• Text
——

Afternoon session involved learning about EduProtocol with Marlena Hebern. Kind of a big fan of the strategies. My table group and I got to practice more ways to do a jigsaw with tech. It seems to be a theme for all my TeacherEd courses. Still need to think about how I’m going to use it in Physics.

My contribution to the Iron Chef Protocols. 

What’s your name?

The simple question: What is your name? can be so charged.

Having a name like: Mariflor Llanes Medrano made roll call a nightmare at the start of any class. At this point, I usually dream of having a name like Anne Smith. It usually goes down in three different ways:

  1. I know my name is next on the roll call because whoever has the roster will pause, take a breath, and start sweating. I know they don’t want to butcher my name, but years of conditioning tells them that the likelihood of doing so is high.
  2. There’s an announcement that they’re going to butcher my name and apologies in advance. Then they don’t try to even say it correctly. Buddy, how did you get the “g” sound in there?…there are no letters that might accidentally get you there!
  3. They get it right. (And we’re all surprised)

Image result for name

At thirty-something, introducing myself to a bunch of teachers will still bring up that same anxiety. Some individuals with the best of intentions still end up saying some weird things that leave me irritated. Once, I was at a conference with a purpose of creating a more balanced learning environment, especially for students of color. The keynote speaker informed me that I was pronouncing my name incorrectly. The speaker told me to be proud of my Hispanic heritage. I had to give him a quick lesson that Hispanic meant that the country was colonized by Spain. While the Philippines was indeed colonized by Spain, that did not make me necessarily proud of my “Hispanic” heritage, and that I will continue to pronounce my name as my parents intended.

——

Please reproduce the passage of the text on name pronunciation from "The simple question: What" to "get you there!".

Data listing
——

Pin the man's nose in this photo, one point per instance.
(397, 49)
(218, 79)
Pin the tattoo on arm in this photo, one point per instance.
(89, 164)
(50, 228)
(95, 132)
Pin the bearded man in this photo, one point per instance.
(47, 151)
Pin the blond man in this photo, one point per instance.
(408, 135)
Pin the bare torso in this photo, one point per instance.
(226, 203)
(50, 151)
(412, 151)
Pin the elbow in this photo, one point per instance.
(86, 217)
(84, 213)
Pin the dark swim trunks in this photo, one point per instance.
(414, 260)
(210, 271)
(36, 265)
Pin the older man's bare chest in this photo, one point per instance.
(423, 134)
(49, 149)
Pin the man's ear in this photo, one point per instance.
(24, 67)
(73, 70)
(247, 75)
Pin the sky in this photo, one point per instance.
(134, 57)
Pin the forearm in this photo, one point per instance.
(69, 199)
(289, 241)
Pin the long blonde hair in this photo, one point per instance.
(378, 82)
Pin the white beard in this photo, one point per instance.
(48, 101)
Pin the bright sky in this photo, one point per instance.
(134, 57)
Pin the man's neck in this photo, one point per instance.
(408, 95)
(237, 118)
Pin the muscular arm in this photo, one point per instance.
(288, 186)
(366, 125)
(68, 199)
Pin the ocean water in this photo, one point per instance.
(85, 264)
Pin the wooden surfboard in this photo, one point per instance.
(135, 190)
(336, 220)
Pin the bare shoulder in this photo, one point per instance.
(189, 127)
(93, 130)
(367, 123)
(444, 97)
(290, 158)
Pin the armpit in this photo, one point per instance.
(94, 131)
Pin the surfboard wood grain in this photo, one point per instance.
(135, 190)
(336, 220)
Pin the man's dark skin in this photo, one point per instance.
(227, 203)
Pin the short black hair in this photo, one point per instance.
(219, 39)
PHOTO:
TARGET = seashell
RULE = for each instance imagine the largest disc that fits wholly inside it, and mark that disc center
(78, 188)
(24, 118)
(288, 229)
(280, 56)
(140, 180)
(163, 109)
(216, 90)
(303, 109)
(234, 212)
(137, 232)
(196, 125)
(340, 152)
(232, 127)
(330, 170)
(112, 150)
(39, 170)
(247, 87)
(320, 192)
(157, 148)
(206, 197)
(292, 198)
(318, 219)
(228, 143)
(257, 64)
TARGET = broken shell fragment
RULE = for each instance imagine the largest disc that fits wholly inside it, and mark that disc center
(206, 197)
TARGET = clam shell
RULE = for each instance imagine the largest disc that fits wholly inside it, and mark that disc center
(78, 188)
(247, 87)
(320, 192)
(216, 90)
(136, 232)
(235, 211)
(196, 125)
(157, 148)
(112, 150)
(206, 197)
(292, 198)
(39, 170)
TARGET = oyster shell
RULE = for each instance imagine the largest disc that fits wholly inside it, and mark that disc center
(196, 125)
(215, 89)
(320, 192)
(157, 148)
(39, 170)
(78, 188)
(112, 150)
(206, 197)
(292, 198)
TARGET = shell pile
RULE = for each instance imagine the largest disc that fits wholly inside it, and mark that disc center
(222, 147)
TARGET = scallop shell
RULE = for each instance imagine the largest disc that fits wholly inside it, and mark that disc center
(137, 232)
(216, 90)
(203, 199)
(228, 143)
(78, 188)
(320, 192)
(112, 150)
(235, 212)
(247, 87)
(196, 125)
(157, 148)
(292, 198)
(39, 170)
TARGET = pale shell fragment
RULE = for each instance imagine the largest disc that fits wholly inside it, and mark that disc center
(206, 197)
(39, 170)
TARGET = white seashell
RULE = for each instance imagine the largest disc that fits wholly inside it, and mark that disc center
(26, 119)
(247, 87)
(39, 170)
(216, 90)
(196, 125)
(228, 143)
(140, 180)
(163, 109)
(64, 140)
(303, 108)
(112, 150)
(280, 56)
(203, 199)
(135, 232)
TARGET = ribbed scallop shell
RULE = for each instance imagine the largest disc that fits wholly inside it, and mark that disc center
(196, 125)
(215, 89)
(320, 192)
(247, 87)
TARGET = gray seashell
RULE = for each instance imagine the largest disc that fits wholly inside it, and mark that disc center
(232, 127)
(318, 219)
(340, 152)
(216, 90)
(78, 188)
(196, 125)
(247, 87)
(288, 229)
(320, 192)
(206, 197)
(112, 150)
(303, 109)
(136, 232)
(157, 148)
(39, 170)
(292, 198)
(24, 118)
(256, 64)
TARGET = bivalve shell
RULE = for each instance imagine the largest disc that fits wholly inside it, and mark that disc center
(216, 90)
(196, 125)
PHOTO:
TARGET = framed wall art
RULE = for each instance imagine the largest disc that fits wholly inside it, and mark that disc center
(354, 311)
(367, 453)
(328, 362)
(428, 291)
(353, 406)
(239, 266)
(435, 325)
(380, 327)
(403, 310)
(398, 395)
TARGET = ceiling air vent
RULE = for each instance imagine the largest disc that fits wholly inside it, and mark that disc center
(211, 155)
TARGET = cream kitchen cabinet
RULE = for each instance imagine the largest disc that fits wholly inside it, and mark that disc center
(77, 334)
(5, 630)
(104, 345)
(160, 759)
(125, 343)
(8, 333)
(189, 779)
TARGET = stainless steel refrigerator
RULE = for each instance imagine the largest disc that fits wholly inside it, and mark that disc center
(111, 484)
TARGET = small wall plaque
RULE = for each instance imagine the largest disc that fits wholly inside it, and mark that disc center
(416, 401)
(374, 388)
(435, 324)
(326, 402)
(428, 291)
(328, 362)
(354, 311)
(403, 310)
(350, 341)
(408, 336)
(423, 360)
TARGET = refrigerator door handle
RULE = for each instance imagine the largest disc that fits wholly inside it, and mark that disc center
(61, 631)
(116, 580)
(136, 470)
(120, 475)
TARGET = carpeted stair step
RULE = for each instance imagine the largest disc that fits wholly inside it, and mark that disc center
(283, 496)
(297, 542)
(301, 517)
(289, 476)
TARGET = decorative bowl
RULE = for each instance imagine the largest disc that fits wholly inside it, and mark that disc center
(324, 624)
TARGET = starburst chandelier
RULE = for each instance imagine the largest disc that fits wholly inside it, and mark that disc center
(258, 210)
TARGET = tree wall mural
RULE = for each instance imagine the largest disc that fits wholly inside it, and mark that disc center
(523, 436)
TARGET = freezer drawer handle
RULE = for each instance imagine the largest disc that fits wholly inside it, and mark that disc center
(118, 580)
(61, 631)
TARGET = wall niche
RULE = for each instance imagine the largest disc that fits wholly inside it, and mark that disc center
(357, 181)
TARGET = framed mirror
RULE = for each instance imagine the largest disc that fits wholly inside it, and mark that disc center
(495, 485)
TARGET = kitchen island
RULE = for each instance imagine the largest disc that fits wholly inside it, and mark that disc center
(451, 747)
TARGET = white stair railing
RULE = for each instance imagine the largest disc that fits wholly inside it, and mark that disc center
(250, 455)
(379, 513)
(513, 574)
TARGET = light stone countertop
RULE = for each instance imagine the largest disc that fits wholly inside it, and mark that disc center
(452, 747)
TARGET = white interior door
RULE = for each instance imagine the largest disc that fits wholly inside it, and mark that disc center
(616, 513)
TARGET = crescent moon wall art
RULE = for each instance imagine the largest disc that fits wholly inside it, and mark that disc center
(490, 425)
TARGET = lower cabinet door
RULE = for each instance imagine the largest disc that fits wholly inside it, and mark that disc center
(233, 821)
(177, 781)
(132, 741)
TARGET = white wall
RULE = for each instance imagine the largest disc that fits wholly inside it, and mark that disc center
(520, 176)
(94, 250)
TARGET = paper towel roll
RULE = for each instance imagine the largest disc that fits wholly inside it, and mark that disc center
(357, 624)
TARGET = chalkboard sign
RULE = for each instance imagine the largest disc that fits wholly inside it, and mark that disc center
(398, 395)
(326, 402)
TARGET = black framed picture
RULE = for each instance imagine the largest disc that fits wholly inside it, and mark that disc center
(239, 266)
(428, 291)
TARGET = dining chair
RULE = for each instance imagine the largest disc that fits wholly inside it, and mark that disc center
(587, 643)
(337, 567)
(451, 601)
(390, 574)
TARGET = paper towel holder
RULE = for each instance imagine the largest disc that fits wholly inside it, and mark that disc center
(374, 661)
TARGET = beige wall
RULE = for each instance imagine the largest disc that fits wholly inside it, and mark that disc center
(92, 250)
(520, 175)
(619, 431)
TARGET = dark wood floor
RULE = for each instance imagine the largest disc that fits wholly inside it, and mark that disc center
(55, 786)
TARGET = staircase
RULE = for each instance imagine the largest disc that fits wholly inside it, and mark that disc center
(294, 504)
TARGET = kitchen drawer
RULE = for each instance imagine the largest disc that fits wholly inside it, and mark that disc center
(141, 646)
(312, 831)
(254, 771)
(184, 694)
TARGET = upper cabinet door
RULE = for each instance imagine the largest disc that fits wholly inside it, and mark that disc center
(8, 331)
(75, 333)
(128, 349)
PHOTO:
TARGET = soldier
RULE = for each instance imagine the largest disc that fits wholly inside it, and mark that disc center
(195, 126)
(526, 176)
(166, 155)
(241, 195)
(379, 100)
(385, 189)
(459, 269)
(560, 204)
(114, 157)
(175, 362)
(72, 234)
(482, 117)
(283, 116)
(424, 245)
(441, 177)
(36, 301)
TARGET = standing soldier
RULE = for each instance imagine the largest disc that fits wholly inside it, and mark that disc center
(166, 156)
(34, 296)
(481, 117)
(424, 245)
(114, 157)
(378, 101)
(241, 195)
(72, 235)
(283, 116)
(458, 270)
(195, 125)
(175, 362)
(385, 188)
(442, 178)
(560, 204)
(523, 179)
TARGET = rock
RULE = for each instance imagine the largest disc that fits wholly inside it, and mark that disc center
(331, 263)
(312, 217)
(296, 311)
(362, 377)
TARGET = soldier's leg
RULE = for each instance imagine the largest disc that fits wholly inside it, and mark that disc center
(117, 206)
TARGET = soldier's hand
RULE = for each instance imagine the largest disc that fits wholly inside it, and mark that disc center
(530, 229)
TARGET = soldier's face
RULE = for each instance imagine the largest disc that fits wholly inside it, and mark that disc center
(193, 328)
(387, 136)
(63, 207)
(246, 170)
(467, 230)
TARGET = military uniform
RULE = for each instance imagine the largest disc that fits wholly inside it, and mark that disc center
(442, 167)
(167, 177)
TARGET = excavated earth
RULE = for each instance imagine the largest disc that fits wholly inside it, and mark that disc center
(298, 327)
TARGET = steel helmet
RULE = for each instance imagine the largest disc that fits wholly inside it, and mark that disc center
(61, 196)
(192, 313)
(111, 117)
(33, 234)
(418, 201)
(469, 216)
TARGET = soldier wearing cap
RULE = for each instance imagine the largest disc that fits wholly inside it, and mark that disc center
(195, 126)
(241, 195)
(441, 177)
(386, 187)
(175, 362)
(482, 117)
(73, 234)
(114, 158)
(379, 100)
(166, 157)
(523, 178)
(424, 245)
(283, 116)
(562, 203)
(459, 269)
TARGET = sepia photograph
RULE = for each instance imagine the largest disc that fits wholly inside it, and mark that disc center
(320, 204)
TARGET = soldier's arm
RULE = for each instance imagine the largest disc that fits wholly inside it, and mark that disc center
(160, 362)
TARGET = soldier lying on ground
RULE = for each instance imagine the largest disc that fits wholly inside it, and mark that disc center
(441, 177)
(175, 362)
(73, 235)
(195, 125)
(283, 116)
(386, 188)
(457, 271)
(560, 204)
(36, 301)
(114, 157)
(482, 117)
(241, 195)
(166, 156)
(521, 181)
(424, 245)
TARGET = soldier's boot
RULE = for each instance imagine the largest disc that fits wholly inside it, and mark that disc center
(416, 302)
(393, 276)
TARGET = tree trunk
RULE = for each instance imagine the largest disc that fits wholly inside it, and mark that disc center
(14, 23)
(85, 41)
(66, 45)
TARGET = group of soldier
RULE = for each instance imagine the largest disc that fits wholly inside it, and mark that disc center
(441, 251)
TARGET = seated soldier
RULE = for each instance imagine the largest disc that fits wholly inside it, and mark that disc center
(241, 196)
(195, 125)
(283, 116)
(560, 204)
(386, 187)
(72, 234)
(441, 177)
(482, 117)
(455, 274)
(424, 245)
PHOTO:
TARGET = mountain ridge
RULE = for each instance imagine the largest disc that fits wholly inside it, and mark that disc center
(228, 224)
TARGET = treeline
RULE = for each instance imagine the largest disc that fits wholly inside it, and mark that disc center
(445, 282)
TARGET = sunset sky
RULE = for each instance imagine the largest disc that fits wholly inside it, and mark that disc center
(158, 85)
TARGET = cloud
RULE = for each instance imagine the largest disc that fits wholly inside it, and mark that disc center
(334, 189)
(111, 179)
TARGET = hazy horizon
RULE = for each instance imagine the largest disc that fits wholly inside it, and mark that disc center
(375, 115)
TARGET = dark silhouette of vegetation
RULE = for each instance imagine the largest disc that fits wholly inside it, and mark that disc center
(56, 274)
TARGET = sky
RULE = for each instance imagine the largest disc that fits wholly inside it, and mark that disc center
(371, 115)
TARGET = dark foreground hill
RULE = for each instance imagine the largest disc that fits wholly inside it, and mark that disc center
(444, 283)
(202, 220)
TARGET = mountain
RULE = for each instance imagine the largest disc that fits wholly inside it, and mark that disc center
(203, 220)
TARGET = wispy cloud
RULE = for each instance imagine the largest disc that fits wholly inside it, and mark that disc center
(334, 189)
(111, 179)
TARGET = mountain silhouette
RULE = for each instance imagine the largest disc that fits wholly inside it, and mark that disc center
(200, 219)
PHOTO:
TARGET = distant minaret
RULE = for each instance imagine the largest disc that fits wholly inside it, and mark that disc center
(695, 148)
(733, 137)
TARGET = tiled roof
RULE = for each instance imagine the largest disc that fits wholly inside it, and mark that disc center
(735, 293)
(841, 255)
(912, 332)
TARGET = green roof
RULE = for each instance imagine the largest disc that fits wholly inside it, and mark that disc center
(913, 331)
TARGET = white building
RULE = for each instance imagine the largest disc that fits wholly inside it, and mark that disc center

——

• Solved problem
The simple question: What is your name? can be so charged.

Having a name like: Mariflor Llanes Medrano made roll call a nightmare at the start of any class. At this point, I usually dream of having a name like Anne Smith. It usually goes down in three different ways:

  1. I know my name is next on the roll call because whoever has the roster will pause, take a breath, and start sweating. I know they don’t want to butcher my name, but years of conditioning tells them that the likelihood of doing so is high.
  2. There’s an announcement that they’re going to butcher my name and apologies in advance. Then they don’t try to even say it correctly. Buddy, how did you get the “g” sound in there?…there are no letters that might accidentally get you there!